Collected data entries
* Begin *
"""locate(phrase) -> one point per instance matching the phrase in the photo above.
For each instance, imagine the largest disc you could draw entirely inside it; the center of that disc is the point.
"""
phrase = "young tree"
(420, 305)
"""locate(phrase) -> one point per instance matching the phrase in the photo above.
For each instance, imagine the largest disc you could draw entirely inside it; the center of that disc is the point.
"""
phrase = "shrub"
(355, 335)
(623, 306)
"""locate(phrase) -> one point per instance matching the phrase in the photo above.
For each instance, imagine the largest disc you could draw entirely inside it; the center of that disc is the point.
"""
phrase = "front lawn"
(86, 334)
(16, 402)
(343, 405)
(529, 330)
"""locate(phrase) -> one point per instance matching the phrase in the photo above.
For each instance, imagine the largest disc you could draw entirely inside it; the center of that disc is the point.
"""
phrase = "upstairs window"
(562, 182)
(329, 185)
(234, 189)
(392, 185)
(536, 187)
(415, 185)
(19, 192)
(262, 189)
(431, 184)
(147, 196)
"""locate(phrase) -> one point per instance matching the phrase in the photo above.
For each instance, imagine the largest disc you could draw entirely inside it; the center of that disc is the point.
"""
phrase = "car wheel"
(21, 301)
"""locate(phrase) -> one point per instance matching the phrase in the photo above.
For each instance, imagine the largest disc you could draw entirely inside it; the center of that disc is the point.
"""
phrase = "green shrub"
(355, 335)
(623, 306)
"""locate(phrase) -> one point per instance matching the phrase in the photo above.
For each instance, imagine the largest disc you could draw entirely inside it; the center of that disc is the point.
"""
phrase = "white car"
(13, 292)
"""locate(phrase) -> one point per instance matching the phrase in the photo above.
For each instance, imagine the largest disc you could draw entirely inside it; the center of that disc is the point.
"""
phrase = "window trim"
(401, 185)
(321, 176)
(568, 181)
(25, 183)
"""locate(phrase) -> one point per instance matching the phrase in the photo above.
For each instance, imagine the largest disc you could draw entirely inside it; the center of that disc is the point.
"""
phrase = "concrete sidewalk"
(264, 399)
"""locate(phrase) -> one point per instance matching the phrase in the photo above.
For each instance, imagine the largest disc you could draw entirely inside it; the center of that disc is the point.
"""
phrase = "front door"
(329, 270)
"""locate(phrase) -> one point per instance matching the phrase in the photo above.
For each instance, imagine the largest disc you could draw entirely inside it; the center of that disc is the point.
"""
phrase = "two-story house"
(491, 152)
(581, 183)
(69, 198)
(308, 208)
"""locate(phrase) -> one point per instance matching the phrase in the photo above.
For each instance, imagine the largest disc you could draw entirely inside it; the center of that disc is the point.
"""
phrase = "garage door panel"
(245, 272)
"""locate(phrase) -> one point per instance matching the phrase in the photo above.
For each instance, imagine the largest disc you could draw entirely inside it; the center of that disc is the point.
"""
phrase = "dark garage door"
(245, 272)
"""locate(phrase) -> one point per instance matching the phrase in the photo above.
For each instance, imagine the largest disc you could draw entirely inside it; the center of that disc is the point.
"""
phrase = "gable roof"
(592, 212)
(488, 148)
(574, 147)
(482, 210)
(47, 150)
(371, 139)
* End *
* [PROBLEM]:
Repeat the data precisely, line by line.

* [RESULT OF THE EXERCISE]:
"""locate(phrase) -> one point per instance matching the phrase in the photo above.
For each instance, imagine the largest disc you could draw entirely inside it; the center of that disc is the point.
"""
phrase = "young tree"
(420, 305)
"""locate(phrase) -> one point per instance matching the phrase in the photo above.
For each instance, imagine the largest disc you could draw entirely inside it; the center of that disc is the point.
"""
phrase = "shrub"
(355, 335)
(623, 306)
"""locate(phrase) -> one point per instance matching the phrase in the photo above.
For each instance, imagine the largest disc you could draw entirely inside it; the center of that disc is the point.
"""
phrase = "front lawn"
(86, 334)
(16, 402)
(343, 405)
(529, 330)
"""locate(phrase) -> one point per instance matching the phrase in the photo above.
For each instance, imagine the largest disc you could draw entirely inside it; the center of that disc is the point.
"""
phrase = "upstairs window"
(562, 182)
(329, 185)
(234, 189)
(392, 185)
(536, 187)
(415, 185)
(19, 192)
(262, 189)
(431, 184)
(147, 196)
"""locate(phrase) -> one point per instance matching the phrase in the photo above.
For each instance, imagine the largest disc you could draw entirely inside it; the center of that disc is the point.
"""
phrase = "car wheel"
(21, 301)
"""locate(phrase) -> one point per instance matching the phrase in the photo above.
For each instance, imagine the largest disc you could draw entirely inside it; the center of that disc is the point.
"""
phrase = "green shrub"
(355, 335)
(623, 306)
"""locate(phrase) -> one point per instance matching the phrase in the photo above.
For each instance, imagine the largest disc you could draw entirely inside it; the center of that disc is the point.
"""
phrase = "white car"
(13, 292)
"""locate(phrase) -> one point per instance matching the phrase in the photo above.
For each instance, imagine the largest disc you could draw entirely inside it; the center of that disc is the point.
"""
phrase = "window trim"
(401, 185)
(321, 176)
(568, 181)
(25, 183)
"""locate(phrase) -> one point per instance matching the phrase in the photo above.
For each instance, imagine the largest disc you could draw entirely inside it; the center of that disc is the point.
"""
phrase = "concrete sidewalk"
(264, 399)
"""locate(phrase) -> one point per instance matching the phrase in the photo above.
For each instance, imagine the largest disc you could draw entirely inside it; the center of that disc is the point.
"""
phrase = "front door"
(329, 270)
"""locate(phrase) -> one point per instance matching the phrase in the photo above.
For each instance, imagine the largest disc you could draw entirely inside it; the center of that disc is the point.
"""
phrase = "two-story house"
(491, 152)
(581, 183)
(69, 198)
(308, 208)
"""locate(phrase) -> one point per instance matching the phrase in the photo above.
For each instance, imagine the largest disc you could draw entirely inside it; the center of that disc is the point.
"""
phrase = "garage door panel"
(245, 272)
"""locate(phrase) -> one point per instance matching the phrase in the photo above.
For each instance, imagine the largest disc you could draw entirely inside it; the center of that disc is the point.
"""
phrase = "dark garage door"
(245, 272)
"""locate(phrase) -> one point per instance matching the phrase in the photo above.
For each instance, imagine the largest disc you could draw entirely inside it; the center of that disc is the point.
"""
phrase = "gable roof"
(592, 212)
(488, 148)
(574, 147)
(482, 210)
(47, 150)
(371, 139)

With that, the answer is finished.